— begin Source extract —

Sunday, June 21, 2009

Mobile Stories

My favorite hour of the weekend comes three times in LA. The brand new, non-repeat version of This American Life is played on Saturdays at 10am (on KCRW), again at 1pm (on KPCC) and a third time on Sunday nights at 6 (also on KPCC). Then, if I'm really itching for another good narrative, or I missed it the weekend before, I can listen to last week's show at 11am on Sunday. Of course, you can hear the entire archive on line, but there's something compelling about a compulsory pause in life's regular racket when you have to stop, and just listen. It took all three broadcasts of 'Origins' this weekend for me to really hear parts one through four.

— end Source extract —

*Problems and tasks*.
• 1. In the post about This American Life, which station plays the Saturday 10am broadcast?
• 2. Copy the post about This American Life between "Mobile Stories" and "one through four.", inclusive.

— begin Dataset entries —

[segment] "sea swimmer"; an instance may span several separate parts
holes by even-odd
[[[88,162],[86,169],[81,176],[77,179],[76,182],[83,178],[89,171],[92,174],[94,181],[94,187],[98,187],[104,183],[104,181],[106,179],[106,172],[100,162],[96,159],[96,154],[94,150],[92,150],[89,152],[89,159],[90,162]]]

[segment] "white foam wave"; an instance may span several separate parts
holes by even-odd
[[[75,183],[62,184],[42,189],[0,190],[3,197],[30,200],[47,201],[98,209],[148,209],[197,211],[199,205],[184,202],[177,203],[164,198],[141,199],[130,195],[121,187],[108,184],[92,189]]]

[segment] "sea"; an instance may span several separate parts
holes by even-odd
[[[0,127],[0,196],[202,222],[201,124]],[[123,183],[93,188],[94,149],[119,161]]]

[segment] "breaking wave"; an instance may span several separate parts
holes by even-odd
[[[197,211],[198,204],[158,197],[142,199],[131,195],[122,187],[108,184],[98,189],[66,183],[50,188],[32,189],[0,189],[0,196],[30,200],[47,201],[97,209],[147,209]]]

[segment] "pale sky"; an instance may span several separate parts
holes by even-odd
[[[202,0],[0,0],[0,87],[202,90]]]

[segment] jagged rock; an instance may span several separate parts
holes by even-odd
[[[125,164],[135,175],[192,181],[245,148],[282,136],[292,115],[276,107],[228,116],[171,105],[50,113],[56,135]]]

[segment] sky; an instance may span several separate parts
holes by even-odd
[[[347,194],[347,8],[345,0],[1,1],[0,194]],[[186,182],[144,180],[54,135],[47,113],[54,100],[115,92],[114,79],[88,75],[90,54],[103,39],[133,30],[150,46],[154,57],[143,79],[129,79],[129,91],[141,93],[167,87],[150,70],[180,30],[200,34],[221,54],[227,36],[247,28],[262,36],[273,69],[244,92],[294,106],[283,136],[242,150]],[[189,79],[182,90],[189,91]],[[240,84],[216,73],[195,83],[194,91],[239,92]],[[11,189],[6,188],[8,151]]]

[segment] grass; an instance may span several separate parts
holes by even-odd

— end Dataset entries —

*Results by task*.
• 1. KCRW.

• 2.
Mobile Stories

My favorite hour of the weekend comes three times in LA. The brand new, non-repeat version of This American Life is played on Saturdays at 10am (on KCRW), again at 1pm (on KPCC) and a third time on Sunday nights at 6 (also on KPCC). Then, if I'm really itching for another good narrative, or I missed it the weekend before, I can listen to last week's show at 11am on Sunday. Of course, you can hear the entire archive on line, but there's something compelling about a compulsory pause in life's regular racket when you have to stop, and just listen. It took all three broadcasts of 'Origins' this weekend for me to really hear parts one through four.